YOUR ASSIGNMENT: Reproduce exactly, from the data that follows, the line with "positive clicks: (39, 57) (41, 59) (40, 61)", the line with "box: [18, 18, 37, 28]", and every line that lies between them.
*** TASK INPUTS ***
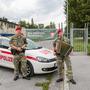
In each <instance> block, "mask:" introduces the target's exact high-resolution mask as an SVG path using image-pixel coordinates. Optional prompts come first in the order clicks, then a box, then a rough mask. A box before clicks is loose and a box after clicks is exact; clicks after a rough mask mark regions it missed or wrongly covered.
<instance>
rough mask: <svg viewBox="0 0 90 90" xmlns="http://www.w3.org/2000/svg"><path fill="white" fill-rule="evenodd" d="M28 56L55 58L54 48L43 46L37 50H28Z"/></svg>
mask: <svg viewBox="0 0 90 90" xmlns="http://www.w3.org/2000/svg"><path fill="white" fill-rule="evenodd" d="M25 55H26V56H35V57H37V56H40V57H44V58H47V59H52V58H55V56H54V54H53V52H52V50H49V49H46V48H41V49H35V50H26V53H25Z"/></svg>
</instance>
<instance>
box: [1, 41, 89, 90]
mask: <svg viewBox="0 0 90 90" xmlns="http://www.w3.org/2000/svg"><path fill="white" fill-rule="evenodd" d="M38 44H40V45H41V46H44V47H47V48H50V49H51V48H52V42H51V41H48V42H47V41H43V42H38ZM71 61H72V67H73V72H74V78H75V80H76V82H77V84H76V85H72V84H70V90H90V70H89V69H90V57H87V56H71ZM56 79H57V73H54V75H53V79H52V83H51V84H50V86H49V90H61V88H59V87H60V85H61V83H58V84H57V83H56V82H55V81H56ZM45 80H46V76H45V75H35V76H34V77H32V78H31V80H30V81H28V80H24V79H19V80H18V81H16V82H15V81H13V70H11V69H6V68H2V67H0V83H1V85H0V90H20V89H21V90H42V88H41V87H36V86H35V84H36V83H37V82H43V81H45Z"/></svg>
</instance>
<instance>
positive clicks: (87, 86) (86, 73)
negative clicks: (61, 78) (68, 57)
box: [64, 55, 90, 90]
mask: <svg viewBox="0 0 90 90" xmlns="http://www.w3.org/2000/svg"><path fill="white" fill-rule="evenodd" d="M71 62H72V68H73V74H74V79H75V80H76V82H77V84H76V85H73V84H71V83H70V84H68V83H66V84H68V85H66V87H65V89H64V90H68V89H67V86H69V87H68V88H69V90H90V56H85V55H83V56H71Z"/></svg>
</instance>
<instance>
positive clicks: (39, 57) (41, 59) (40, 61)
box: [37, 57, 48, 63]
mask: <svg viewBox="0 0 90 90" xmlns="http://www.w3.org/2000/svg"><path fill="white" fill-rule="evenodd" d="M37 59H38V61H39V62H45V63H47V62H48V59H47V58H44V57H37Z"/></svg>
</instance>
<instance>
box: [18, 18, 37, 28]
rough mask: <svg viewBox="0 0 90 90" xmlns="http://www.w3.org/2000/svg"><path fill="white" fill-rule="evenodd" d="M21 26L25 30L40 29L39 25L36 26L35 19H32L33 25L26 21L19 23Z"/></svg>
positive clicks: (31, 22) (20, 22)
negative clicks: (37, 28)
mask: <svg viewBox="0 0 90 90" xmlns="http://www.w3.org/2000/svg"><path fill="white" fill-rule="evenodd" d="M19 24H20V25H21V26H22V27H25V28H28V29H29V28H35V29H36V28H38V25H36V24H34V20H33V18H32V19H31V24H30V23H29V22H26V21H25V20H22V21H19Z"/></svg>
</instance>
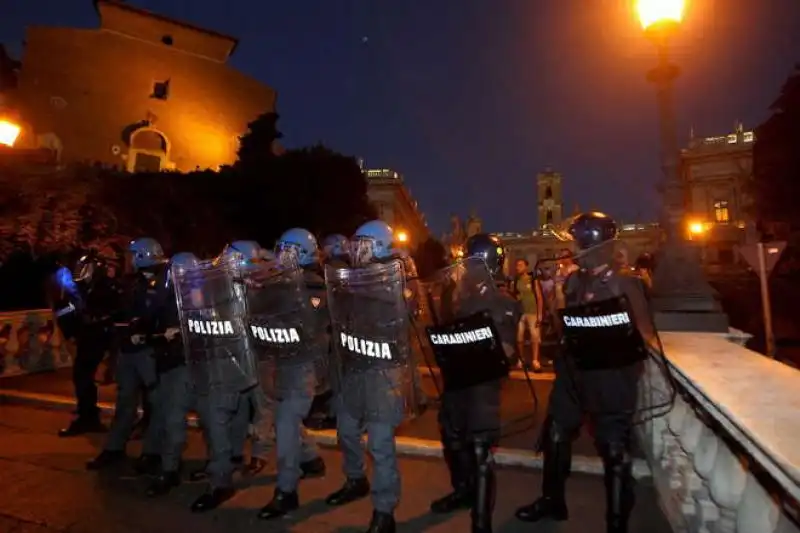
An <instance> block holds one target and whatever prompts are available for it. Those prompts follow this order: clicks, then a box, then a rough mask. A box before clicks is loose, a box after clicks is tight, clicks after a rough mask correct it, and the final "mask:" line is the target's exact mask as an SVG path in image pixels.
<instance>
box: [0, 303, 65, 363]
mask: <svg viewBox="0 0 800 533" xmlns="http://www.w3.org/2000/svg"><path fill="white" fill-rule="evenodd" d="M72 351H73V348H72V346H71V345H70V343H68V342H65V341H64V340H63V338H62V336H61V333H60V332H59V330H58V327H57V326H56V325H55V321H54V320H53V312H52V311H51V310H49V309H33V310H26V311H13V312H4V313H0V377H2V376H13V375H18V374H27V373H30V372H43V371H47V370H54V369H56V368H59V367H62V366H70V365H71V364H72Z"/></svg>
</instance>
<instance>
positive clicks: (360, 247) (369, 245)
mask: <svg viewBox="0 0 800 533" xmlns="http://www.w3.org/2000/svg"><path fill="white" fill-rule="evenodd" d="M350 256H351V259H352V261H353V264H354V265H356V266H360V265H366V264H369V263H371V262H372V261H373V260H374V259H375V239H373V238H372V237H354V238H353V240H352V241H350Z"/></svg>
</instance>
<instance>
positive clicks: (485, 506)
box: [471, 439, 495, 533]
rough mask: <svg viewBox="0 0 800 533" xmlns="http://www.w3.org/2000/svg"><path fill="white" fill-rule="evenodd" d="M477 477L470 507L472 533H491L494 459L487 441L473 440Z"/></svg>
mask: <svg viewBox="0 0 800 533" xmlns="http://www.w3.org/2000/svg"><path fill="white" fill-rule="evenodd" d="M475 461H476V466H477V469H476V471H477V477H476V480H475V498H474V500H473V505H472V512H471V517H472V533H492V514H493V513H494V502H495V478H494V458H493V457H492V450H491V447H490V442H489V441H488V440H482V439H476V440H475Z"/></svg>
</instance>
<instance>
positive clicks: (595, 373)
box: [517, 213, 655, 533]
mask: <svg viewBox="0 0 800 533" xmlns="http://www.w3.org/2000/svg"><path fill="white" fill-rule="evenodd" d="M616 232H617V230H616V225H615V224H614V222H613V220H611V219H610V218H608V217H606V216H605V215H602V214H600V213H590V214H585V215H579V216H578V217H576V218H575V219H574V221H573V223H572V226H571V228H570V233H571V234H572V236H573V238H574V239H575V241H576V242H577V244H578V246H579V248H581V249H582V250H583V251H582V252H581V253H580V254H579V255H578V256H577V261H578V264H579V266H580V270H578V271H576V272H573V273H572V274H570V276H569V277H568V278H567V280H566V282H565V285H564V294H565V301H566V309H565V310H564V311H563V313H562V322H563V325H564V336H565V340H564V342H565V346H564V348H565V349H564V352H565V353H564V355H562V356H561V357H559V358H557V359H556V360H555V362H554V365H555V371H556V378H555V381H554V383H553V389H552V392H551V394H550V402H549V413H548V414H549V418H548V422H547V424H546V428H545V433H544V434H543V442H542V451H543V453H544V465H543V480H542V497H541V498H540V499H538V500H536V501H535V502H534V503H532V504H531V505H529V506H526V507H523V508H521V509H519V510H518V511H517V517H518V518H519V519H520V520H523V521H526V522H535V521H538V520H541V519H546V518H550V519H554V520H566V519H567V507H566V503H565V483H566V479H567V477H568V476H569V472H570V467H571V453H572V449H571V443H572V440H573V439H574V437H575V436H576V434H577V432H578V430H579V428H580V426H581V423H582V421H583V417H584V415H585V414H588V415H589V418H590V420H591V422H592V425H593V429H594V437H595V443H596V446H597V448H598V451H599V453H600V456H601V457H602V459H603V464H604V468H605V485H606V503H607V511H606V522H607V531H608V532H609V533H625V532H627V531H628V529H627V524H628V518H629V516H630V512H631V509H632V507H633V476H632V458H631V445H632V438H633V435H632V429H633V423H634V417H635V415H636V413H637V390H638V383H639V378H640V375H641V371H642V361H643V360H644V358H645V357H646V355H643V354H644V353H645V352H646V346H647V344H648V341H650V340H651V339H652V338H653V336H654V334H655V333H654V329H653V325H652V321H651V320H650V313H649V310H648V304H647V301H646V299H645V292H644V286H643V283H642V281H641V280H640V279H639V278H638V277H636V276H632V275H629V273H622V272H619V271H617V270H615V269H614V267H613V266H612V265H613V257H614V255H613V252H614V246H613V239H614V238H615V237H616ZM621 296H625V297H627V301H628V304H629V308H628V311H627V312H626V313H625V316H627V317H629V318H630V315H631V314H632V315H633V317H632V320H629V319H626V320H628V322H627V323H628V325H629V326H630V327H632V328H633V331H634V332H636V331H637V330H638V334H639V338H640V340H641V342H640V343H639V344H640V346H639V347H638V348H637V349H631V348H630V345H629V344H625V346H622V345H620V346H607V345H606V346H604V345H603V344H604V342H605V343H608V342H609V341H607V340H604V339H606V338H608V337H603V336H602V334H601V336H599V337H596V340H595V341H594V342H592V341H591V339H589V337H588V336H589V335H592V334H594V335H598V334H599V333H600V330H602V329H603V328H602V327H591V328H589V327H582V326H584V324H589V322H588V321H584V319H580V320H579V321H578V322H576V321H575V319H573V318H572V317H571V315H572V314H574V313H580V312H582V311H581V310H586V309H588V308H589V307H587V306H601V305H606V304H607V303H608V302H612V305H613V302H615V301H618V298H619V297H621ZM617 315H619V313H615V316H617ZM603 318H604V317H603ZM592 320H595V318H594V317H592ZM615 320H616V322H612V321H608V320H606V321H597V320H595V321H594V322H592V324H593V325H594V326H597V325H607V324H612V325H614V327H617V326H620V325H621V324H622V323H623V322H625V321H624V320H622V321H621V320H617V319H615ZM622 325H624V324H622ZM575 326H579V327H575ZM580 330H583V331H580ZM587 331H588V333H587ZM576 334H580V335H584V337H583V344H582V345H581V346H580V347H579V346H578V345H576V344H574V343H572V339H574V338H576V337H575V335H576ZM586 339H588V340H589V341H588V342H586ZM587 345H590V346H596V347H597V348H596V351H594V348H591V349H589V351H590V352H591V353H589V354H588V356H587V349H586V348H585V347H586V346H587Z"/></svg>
*** End of TASK INPUTS ***
OUTPUT OF THE TASK:
positive clicks: (39, 57) (41, 59) (40, 61)
box: [37, 57, 48, 63]
mask: <svg viewBox="0 0 90 90" xmlns="http://www.w3.org/2000/svg"><path fill="white" fill-rule="evenodd" d="M37 59H38V61H39V62H45V63H47V62H48V59H47V58H44V57H37Z"/></svg>
</instance>
<instance>
box: [18, 18, 37, 28]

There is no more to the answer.